Retype everything in the J train tour piece below from "The Broadway Junction" down to "a roller coaster.".

*** Text under study ***

We started our Sunday morning far from home. We were milling about on a subway platform, with around thirty other people, trying to stay warm. We had all convened for a daylong tour of the neighborhoods along the J train, starting in Brooklyn, winding our way to Queens and then back again, ending at the Essex Street station in the Lower East Side. Our tour guide for the day was Jack Eichenbaum, who also leads tours for the Municipal Art Society of New York and is the official Queens Borough Historian. Born and raised in Queens, Jack has a passion for the history of the city that immediately sweeps you up in nostalgia.
The Broadway Junction subway station complex, our starting point for the day, is notable for three reasons. It’s one of the highest elevated platforms in the city, it has an art installation of 75 glass mosaic panels by artist Al Loving, and all eastern rail lines have to pass through this station. From my high vantage point, I could see tracks running every which way, some with giant bends that looked worthy of a roller coaster.
Jack took us back in time, to 1885 to be exact, when the J train was originally part of the Brooklyn elevated train and, if you wanted to get into Manhattan, forget about the Williamsburg Bridge–you had to take a ferry. The J train is actually an amalgamation of three above ground lines: the Broadway Elevated, the Canarsie Railroad Company and the Fulton Street elevated. Fun fact: the section between Alabama Avenue and Cypress Hills, built in 1888, is the oldest surviving transit structure that exists in the subway system.
Our motley group of history buffs boarded the J train eastbound, with Jack providing a steady stream of facts on the ride. (Did you know that the names of many streets in Flushing follow an arboreal theme because at one time the neighborhood was home to many a nursery?) At the Van Siclen Avenue stop we disembarked and headed uphill to wander the Highland Park neighborhood. Churches would often settle in new neighborhoods, like Highland Park, picking the best spots, inhabiting them first and then pulling in congregants. Jack told the group how the area had evolved in its demographics and then, pointing to a thin line of blue in the distance, noted we were looking at Jamaica Bay. Highland Park actually straddles the Brooklyn/Queens border.
We meandered down the shade dappled steps of the park, making our way back to the Van Siclen Avenue stop where the group reboarded the train and headed east once again. Off in the distance, from a north facing window on the train, we could see Cypress Hills cemetery. Another fun fact: long ago, traveling to a cemetery on the weekend for a picnic was a typical middle class outing. The cemetery also has several noted people you can visit, among them Piet Mondrian, Jackie Robinson and Mae West to name a few, plus 235 soldiers of the American Civil War.
It was a full day of architecture sightings, city musings, and historical background. We walked around the Victorian homes in Richmond Hill, the urban streets of Jamaica, Queens, which was originally a Portuguese neighborhood, the historic houses of Bushwick and the remnants of old breweries that are no more, the vibrant Hasidic neighborhood on the south side of Williamsburg along Roebling Street, and finally, almost eight hours later, our tour wrapped up with a short walk along the Lower East Side.
If you’d like to take a tour with Jack make sure you bring snacks and water to keep up your energy, and, if you’re like me, a pen and paper to write down all the cool little details. His next train tour is in April, the World of the #7 Train.

*** Extracted data ***

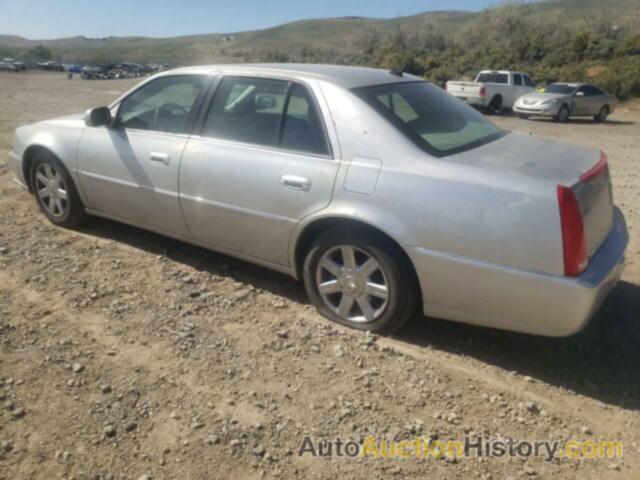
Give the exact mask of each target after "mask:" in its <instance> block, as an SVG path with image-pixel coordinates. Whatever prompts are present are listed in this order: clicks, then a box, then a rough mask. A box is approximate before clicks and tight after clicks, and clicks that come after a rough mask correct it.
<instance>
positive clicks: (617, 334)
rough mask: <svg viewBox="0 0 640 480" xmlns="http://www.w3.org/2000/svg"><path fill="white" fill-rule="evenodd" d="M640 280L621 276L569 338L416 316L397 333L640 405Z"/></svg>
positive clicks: (567, 389)
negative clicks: (591, 311) (514, 332)
mask: <svg viewBox="0 0 640 480" xmlns="http://www.w3.org/2000/svg"><path fill="white" fill-rule="evenodd" d="M638 312H640V286H638V285H635V284H632V283H628V282H620V283H619V284H618V285H617V287H616V288H615V289H614V290H613V291H612V292H611V294H610V295H609V297H608V299H607V301H606V302H605V304H604V305H603V306H602V308H601V309H600V310H599V312H598V313H597V314H596V315H595V316H594V318H593V319H592V321H591V323H590V324H589V325H588V326H587V327H586V328H585V329H584V330H583V331H581V332H580V333H578V334H576V335H573V336H571V337H566V338H549V337H540V336H534V335H525V334H518V333H513V332H507V331H502V330H495V329H491V328H482V327H475V326H472V325H465V324H461V323H456V322H448V321H445V320H436V319H430V318H425V317H423V316H417V317H416V318H415V319H414V320H413V321H412V322H410V324H408V325H407V326H406V327H405V328H403V329H402V330H401V331H399V332H398V333H397V335H396V338H397V339H399V340H401V341H404V342H406V343H409V344H414V345H418V346H421V347H427V346H428V347H431V348H435V349H438V350H441V351H445V352H448V353H450V354H453V355H464V356H468V357H472V358H475V359H477V360H479V361H481V362H483V363H486V364H489V365H494V366H496V367H499V368H502V369H504V370H507V371H509V372H515V373H517V374H519V375H523V376H524V375H526V376H529V377H531V378H533V379H535V380H538V381H540V382H545V383H547V384H550V385H554V386H556V387H560V388H563V389H566V390H570V391H572V392H574V393H577V394H580V395H584V396H587V397H591V398H594V399H597V400H599V401H601V402H603V403H606V404H609V405H615V406H618V407H622V408H627V409H631V410H640V368H639V365H640V316H639V315H638Z"/></svg>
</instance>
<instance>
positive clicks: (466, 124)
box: [353, 82, 506, 157]
mask: <svg viewBox="0 0 640 480" xmlns="http://www.w3.org/2000/svg"><path fill="white" fill-rule="evenodd" d="M353 91H354V93H356V95H358V96H359V97H360V98H362V99H363V100H364V101H365V102H367V103H368V104H369V105H371V106H372V107H373V108H374V109H375V110H377V111H378V112H379V113H380V114H381V115H382V116H383V117H385V118H386V119H387V120H388V121H389V122H391V123H392V124H393V125H395V126H396V127H397V128H398V129H399V130H400V131H402V132H403V133H404V134H405V135H406V136H407V137H409V138H410V139H411V140H412V141H413V142H414V143H415V144H416V145H418V146H419V147H420V148H422V149H423V150H425V151H427V152H429V153H431V154H433V155H435V156H438V157H442V156H445V155H451V154H453V153H458V152H461V151H464V150H470V149H472V148H475V147H478V146H480V145H484V144H485V143H488V142H491V141H493V140H496V139H498V138H500V137H502V136H503V135H504V134H505V133H506V132H505V131H504V130H501V129H499V128H498V127H496V126H495V125H494V124H493V123H491V122H490V121H489V120H487V119H486V118H485V117H484V116H483V115H482V114H480V113H479V112H477V111H476V110H474V109H473V108H471V107H469V106H468V105H467V104H466V103H464V102H462V101H460V100H458V99H457V98H455V97H452V96H451V95H449V94H448V93H446V92H444V91H443V90H442V89H440V88H438V87H436V86H434V85H431V84H429V83H426V82H407V83H395V84H389V85H377V86H374V87H363V88H356V89H354V90H353Z"/></svg>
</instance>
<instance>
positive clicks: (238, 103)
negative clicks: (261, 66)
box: [203, 77, 289, 147]
mask: <svg viewBox="0 0 640 480" xmlns="http://www.w3.org/2000/svg"><path fill="white" fill-rule="evenodd" d="M288 86H289V83H288V82H285V81H282V80H269V79H259V78H248V77H224V78H223V80H222V82H221V83H220V85H219V86H218V91H217V92H216V94H215V97H214V99H213V103H212V105H211V109H210V110H209V114H208V116H207V120H206V121H205V125H204V129H203V135H205V136H208V137H215V138H223V139H226V140H236V141H238V142H244V143H253V144H256V145H265V146H271V147H275V146H278V145H279V138H278V137H279V132H280V124H281V123H282V114H283V111H284V103H285V97H286V94H287V87H288Z"/></svg>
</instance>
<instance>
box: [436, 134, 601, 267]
mask: <svg viewBox="0 0 640 480" xmlns="http://www.w3.org/2000/svg"><path fill="white" fill-rule="evenodd" d="M447 161H455V162H457V163H465V164H469V165H473V166H476V167H480V168H482V169H486V170H494V171H496V172H506V173H510V174H512V175H516V176H521V177H525V178H527V179H531V180H536V181H539V182H543V183H547V184H549V187H550V189H552V191H553V192H555V189H556V187H557V186H558V185H562V186H565V187H569V188H571V189H572V190H573V192H574V195H575V197H576V200H577V202H578V206H579V208H580V213H581V215H582V222H583V226H584V235H585V244H586V245H585V246H586V250H587V254H588V256H589V257H590V256H592V255H593V254H594V253H595V251H596V250H597V249H598V247H599V246H600V245H601V244H602V242H603V241H604V239H605V238H606V236H607V234H608V232H609V230H610V229H611V225H612V224H613V194H612V188H611V178H610V175H609V169H608V167H607V165H606V156H604V154H603V153H602V152H599V151H597V150H592V149H589V148H585V147H581V146H578V145H572V144H568V143H562V142H557V141H554V140H549V139H545V138H541V137H535V136H533V135H524V134H521V133H510V134H508V135H505V136H504V137H502V138H501V139H499V140H496V141H495V142H491V143H488V144H486V145H483V146H482V147H479V148H475V149H472V150H468V151H466V152H463V153H460V154H457V155H452V156H451V157H447Z"/></svg>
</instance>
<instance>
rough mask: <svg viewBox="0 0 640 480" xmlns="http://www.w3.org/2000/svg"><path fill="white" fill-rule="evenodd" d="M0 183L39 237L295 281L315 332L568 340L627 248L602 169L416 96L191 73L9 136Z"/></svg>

***

Your solution:
The Broadway Junction subway station complex, our starting point for the day, is notable for three reasons. It’s one of the highest elevated platforms in the city, it has an art installation of 75 glass mosaic panels by artist Al Loving, and all eastern rail lines have to pass through this station. From my high vantage point, I could see tracks running every which way, some with giant bends that looked worthy of a roller coaster.